The lines from the start of the records below through the line containing "spot the woman's hand." are to be copied exactly, both ends included, with nothing added.

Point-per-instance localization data

* * * * * * * * *

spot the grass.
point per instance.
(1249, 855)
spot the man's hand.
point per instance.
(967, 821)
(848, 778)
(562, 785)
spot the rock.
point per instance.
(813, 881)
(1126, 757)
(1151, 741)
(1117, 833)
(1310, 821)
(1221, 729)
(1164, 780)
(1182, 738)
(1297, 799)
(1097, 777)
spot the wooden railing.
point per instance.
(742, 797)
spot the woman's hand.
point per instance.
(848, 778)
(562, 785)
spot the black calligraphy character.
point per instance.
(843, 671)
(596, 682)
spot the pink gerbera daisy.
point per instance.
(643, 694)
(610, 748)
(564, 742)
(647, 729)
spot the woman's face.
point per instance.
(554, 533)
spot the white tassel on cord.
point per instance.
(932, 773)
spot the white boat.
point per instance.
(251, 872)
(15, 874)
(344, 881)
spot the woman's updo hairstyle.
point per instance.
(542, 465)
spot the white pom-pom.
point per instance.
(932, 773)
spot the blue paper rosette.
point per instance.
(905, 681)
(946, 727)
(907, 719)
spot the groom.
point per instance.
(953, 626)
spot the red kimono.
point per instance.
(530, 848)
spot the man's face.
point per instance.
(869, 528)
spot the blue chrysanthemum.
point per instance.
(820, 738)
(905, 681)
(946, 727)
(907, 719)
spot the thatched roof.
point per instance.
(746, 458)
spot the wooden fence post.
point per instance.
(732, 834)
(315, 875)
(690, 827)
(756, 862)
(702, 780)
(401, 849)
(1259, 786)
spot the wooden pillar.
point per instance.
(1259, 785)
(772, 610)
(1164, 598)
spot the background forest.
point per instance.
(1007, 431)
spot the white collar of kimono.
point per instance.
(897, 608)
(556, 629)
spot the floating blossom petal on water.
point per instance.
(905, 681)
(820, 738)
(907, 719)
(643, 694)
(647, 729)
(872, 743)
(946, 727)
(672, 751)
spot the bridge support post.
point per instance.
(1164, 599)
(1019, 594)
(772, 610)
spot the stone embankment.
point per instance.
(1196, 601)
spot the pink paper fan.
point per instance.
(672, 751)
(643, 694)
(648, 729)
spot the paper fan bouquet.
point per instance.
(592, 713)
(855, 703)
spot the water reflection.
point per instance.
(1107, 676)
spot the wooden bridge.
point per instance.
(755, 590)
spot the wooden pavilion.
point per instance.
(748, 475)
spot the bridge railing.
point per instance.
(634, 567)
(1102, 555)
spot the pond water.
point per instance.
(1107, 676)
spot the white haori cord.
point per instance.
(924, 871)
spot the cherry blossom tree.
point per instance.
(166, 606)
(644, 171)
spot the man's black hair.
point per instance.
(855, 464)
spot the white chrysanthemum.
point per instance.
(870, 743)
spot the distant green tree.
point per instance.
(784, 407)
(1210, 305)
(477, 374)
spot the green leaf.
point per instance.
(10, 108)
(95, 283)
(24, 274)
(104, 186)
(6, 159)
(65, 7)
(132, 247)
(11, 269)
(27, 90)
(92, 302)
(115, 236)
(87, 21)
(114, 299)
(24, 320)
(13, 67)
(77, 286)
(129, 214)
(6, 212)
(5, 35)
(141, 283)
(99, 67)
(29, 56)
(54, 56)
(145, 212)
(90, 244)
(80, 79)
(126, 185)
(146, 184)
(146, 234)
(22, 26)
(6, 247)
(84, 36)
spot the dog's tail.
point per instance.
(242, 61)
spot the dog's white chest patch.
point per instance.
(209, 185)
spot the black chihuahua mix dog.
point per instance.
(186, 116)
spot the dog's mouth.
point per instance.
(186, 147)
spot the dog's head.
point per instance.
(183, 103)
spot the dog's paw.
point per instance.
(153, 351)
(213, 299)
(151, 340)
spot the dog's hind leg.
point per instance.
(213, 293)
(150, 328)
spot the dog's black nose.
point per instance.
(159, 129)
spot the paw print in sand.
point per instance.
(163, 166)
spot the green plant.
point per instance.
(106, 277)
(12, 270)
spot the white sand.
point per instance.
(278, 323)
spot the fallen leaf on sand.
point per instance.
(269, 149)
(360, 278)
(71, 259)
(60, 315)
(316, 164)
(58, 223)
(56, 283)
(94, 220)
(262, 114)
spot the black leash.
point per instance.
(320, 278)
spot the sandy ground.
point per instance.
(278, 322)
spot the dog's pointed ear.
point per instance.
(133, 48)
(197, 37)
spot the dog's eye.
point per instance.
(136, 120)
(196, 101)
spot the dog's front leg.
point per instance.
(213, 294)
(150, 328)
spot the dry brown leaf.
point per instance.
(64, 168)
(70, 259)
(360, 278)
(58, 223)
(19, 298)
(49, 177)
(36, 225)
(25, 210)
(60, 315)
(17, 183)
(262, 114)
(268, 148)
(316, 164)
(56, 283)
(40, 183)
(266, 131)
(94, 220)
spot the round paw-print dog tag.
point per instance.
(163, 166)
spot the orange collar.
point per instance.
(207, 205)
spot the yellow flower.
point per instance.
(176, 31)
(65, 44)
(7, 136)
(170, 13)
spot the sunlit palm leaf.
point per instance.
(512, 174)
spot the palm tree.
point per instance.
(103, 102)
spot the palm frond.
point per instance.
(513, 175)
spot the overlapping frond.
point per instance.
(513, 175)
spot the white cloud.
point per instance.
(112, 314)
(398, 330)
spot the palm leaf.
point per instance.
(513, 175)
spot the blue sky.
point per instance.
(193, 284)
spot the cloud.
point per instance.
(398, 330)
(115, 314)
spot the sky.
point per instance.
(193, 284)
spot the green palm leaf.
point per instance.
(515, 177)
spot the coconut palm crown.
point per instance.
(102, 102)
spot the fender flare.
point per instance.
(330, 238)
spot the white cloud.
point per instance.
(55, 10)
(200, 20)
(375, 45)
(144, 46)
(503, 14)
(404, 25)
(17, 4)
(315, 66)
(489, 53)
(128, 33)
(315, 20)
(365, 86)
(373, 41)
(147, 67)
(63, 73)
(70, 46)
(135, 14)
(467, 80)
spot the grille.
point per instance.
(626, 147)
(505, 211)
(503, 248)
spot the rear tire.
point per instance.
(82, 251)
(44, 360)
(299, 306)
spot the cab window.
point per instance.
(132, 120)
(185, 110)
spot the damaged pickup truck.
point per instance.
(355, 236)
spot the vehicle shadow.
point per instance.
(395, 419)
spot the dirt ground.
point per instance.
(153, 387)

* * * * * * * * *

◆ **Response for this exercise**:
spot the grass.
point per instance.
(1249, 855)
spot the man's hand.
point per instance.
(967, 821)
(848, 778)
(562, 785)
spot the rock.
point per instance.
(813, 881)
(1126, 757)
(1151, 741)
(1117, 833)
(1310, 821)
(1221, 729)
(1164, 780)
(1182, 738)
(1297, 799)
(1097, 777)
spot the wooden railing.
point per instance.
(742, 797)
spot the woman's hand.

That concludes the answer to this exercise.